**Passage provided**
====================

There have been those, such as Steve Sailer, Kevin Michael Grace here in Canada, and the late Sam Francis, who have advised the right to do just that, to translate the wisdom of Disraeli’s “one nation conservatism” into what has been dubbed the “Sailer Strategy”. Instead of heeding this advice, however, mainstream conservatives, whether of the Conservative Party in Canada and the UK, or the Republican Party in the United States, have denounced the advice as racist, lumped it together with the left’s appeal to their own support base as “identity politics”, and attempted to woo supporters away from the liberal-left coalition groups with rational arguments for low taxes, less government regulations, stricter law enforcement against violent crime, national security, and the superiority of private enterprise over capitalism. These efforts have seen little to no success.


This is why there is an alt-right.

The lesson to be learned from all of this is that if, like myself, you are a traditional rightist who dislikes and distrusts populism and nationalism, then you should not make it so that the victims of liberalism have no other means than populist nationalism to find redress for their grievances.

====================

**Information supplied**
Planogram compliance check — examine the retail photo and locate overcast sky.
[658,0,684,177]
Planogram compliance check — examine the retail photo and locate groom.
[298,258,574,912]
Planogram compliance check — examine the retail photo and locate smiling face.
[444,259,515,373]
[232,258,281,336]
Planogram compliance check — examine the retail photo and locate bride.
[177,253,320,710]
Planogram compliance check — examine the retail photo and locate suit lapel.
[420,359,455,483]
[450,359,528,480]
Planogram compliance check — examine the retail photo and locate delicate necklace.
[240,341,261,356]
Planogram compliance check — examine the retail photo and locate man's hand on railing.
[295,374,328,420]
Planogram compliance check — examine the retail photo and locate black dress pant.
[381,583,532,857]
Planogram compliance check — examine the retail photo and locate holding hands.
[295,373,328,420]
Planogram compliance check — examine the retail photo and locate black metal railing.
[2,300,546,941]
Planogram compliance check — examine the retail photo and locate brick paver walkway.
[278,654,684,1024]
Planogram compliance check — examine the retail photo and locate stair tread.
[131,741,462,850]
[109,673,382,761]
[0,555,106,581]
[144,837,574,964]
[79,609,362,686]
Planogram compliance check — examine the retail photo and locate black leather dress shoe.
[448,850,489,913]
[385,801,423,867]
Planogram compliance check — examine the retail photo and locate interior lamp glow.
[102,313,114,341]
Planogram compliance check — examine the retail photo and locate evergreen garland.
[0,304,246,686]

====================

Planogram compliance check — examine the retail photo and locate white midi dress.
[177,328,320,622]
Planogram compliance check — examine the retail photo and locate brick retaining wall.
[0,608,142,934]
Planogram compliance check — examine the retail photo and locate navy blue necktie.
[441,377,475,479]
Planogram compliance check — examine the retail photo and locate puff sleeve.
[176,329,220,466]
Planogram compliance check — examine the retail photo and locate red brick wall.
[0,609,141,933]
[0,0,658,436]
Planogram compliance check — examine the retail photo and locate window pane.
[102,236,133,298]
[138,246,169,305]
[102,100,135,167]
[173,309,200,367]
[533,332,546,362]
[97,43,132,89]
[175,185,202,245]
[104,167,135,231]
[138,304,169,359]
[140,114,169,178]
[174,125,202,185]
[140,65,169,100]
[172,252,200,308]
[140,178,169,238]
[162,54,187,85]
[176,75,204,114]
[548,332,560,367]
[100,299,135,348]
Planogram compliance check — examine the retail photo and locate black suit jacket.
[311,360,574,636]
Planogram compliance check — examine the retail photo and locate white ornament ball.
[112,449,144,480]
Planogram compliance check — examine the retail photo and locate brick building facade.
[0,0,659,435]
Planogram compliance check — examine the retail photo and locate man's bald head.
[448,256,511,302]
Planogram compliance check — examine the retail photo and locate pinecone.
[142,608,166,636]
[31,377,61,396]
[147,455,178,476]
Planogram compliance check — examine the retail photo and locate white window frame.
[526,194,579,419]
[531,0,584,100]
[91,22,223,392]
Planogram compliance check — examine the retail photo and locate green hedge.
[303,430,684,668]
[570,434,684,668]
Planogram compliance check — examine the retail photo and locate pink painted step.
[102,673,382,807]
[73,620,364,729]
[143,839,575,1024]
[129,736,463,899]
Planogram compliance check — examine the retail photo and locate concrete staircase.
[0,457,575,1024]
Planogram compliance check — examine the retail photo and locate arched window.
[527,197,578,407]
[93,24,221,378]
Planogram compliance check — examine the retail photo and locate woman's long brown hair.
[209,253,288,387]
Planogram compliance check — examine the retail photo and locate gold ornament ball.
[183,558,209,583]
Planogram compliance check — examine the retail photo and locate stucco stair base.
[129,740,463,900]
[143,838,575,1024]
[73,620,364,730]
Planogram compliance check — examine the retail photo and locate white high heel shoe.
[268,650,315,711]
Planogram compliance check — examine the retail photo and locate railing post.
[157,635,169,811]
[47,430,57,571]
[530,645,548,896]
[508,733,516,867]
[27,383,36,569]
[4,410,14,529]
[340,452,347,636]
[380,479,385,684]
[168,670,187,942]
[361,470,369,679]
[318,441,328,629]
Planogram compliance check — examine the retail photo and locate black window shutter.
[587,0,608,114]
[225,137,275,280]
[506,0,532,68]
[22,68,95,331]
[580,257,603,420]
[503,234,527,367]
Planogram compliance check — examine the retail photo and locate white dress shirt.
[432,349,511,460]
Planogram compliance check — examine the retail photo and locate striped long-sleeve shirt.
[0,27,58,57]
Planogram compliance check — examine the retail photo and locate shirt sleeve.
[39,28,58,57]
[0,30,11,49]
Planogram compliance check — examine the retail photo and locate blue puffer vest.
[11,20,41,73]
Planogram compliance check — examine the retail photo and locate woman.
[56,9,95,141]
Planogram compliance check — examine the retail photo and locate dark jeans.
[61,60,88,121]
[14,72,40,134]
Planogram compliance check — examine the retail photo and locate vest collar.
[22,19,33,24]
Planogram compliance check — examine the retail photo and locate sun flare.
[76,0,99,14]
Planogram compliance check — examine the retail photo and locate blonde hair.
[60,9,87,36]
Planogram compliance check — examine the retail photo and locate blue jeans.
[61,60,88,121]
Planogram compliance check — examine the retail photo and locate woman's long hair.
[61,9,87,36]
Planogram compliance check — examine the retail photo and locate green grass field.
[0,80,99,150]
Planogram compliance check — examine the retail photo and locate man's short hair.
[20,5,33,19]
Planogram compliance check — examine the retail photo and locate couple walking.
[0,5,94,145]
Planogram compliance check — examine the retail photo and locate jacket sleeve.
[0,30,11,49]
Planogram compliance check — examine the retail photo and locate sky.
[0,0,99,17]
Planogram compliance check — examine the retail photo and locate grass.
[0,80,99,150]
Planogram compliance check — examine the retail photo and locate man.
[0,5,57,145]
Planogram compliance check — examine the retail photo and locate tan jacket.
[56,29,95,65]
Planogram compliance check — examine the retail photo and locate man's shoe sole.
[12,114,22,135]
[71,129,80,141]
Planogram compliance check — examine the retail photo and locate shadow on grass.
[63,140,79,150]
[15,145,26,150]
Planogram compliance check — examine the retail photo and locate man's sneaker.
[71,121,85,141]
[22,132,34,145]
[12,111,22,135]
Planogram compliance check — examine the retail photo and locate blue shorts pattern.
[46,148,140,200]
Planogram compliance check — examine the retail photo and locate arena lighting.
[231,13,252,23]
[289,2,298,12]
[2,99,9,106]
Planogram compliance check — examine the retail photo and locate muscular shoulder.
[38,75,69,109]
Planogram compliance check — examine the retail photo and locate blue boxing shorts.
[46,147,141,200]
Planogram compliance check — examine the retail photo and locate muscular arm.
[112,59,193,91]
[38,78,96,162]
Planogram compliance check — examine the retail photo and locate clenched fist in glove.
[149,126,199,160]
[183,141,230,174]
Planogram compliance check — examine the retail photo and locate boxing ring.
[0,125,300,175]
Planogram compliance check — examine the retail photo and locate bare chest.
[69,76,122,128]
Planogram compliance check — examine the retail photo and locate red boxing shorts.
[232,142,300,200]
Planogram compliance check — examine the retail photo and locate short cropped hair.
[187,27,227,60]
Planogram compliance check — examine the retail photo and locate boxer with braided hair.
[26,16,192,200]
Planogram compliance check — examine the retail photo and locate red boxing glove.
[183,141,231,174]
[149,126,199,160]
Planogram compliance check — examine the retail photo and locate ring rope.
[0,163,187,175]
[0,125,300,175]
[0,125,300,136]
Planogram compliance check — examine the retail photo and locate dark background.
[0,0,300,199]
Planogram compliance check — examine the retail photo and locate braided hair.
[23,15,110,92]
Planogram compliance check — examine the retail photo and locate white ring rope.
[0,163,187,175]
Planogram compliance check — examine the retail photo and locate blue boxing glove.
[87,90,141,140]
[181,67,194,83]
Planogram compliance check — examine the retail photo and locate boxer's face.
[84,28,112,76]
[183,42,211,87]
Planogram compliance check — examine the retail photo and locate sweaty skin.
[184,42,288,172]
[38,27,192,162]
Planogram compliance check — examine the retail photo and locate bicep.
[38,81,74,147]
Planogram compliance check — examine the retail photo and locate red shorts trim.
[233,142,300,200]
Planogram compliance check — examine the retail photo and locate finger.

====================

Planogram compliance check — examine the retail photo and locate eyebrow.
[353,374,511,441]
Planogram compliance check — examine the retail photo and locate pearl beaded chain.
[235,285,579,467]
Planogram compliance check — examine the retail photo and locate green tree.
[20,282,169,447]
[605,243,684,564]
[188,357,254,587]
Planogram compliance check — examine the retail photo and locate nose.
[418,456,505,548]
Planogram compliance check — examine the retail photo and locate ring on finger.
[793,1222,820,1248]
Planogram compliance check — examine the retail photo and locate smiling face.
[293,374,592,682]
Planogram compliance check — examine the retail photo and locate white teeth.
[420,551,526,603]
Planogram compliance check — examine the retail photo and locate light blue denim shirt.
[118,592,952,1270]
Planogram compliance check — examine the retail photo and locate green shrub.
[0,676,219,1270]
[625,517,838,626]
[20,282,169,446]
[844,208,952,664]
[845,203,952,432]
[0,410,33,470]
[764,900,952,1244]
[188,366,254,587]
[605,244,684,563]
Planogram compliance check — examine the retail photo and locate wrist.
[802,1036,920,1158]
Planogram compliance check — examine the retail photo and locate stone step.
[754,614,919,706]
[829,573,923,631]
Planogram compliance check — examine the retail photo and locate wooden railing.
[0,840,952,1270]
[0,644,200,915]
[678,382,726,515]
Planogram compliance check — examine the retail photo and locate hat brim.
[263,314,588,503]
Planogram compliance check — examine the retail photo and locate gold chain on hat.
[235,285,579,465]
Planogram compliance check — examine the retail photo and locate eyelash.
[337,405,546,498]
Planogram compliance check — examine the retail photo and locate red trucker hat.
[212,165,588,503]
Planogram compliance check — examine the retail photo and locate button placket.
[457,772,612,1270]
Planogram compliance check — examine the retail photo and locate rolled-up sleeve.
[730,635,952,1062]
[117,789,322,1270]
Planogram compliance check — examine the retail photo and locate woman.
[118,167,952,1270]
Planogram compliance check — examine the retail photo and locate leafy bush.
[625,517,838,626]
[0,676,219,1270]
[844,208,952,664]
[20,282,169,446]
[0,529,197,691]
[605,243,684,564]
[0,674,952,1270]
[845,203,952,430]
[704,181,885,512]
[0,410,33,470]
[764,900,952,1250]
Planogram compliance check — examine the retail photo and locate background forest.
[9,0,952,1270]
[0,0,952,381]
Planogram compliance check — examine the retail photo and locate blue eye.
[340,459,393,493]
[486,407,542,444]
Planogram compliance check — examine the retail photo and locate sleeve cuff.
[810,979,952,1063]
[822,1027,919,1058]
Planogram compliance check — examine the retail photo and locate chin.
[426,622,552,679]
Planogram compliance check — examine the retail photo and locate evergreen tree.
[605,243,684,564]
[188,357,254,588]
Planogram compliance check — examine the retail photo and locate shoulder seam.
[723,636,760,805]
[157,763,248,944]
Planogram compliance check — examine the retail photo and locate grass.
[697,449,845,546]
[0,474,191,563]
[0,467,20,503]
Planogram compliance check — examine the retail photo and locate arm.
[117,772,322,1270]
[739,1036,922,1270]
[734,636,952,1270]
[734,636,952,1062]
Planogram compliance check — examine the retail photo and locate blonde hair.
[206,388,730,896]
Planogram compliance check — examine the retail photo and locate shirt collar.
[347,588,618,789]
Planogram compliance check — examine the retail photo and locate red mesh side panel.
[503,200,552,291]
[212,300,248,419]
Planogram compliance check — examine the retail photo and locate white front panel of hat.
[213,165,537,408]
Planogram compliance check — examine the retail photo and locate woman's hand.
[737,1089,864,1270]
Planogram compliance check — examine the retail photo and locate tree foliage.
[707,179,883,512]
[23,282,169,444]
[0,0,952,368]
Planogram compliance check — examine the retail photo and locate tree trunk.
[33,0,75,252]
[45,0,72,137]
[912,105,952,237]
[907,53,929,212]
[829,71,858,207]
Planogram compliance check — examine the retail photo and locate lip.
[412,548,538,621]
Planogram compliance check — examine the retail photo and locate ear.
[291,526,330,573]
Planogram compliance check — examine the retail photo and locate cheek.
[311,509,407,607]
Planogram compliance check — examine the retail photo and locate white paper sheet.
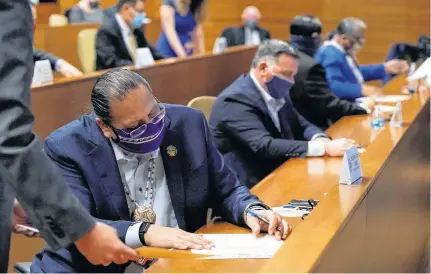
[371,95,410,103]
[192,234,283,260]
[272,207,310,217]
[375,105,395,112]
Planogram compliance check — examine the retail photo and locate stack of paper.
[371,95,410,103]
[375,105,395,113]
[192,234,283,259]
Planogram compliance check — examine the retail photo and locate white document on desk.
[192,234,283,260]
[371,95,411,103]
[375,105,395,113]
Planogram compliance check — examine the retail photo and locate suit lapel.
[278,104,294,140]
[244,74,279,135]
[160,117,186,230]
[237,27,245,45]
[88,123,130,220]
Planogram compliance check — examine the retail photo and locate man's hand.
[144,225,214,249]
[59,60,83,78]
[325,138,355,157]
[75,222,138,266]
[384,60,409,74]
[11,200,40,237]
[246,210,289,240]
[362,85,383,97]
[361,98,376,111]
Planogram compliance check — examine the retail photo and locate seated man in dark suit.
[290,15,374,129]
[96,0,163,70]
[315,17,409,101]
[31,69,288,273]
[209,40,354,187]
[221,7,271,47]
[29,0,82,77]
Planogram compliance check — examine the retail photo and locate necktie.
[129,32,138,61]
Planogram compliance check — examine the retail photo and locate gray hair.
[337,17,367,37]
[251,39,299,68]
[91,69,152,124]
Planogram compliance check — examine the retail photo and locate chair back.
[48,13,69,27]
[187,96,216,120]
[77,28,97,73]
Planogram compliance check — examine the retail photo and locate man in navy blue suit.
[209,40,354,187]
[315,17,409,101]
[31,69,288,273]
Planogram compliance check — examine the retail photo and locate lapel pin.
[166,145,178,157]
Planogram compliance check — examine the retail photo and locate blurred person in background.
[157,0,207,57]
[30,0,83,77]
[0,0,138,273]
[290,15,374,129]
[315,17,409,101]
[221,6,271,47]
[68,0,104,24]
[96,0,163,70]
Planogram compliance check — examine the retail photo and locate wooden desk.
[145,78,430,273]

====================

**Work required**
Copy the passage on conservatism and the alt-right above, from the part that opens with "The lesson to" through the part that closes with "for their grievances.", and replace "redress" with "remedy".

**Answer to this problem**
The lesson to be learned from all of this is that if, like myself, you are a traditional rightist who dislikes and distrusts populism and nationalism, then you should not make it so that the victims of liberalism have no other means than populist nationalism to find remedy for their grievances.